====== DATASET ROWS
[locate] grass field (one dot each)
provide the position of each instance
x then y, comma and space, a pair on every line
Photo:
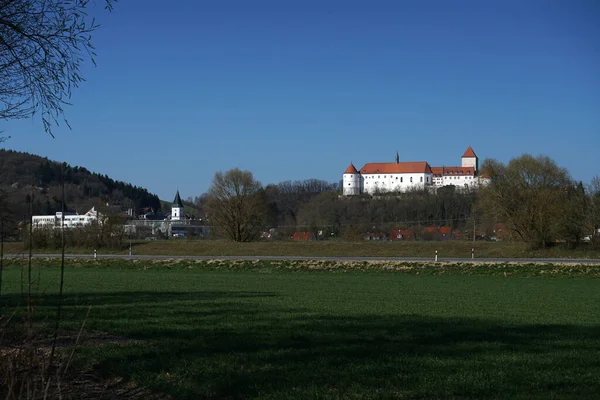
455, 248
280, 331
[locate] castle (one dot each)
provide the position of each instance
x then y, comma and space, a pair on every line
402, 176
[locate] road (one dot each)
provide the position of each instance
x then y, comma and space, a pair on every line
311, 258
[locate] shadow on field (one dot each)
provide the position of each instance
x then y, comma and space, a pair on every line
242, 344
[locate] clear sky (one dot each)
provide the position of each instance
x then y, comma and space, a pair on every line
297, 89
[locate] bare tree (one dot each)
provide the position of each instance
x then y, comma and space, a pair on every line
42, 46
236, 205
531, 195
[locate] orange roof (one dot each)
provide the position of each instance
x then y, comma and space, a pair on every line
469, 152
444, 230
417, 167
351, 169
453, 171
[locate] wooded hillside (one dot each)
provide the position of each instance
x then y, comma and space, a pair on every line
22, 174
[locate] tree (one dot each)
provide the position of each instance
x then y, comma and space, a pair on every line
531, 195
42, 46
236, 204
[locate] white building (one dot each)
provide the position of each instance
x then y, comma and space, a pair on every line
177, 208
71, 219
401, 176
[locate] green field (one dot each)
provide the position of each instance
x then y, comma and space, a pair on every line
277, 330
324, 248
============
====== DATASET ROWS
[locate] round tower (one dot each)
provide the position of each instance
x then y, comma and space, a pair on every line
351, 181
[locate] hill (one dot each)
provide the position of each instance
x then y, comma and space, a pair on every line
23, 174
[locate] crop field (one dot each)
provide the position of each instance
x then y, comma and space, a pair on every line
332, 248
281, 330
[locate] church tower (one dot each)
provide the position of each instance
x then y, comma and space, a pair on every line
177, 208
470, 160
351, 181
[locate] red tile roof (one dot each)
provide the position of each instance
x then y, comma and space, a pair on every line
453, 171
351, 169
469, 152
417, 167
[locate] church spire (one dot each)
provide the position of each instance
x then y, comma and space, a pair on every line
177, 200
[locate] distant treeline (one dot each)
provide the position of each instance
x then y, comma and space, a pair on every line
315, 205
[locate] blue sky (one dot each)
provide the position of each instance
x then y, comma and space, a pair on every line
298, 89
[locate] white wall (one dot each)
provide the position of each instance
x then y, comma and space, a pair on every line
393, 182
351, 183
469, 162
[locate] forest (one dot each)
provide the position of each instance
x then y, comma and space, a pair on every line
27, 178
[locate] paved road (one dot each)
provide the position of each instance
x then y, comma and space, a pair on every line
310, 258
============
====== DATASET ROWS
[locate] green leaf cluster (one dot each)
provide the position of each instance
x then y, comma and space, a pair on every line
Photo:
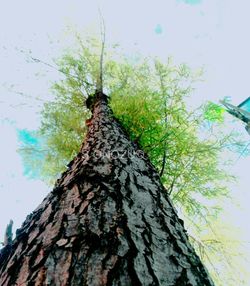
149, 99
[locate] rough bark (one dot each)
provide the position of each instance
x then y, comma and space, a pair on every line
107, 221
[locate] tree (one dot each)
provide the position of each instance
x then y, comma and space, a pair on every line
============
INSTRUCTIONS FOR THE TASK: Find each line in the data above that contains the string "field", matching case exactly, and copy those lines out.

EXERCISE SOLUTION:
[locate] grass field (one dot each)
[locate] shadow on field (one dot each)
[locate] green field (one dot each)
[locate] crop field (one dot each)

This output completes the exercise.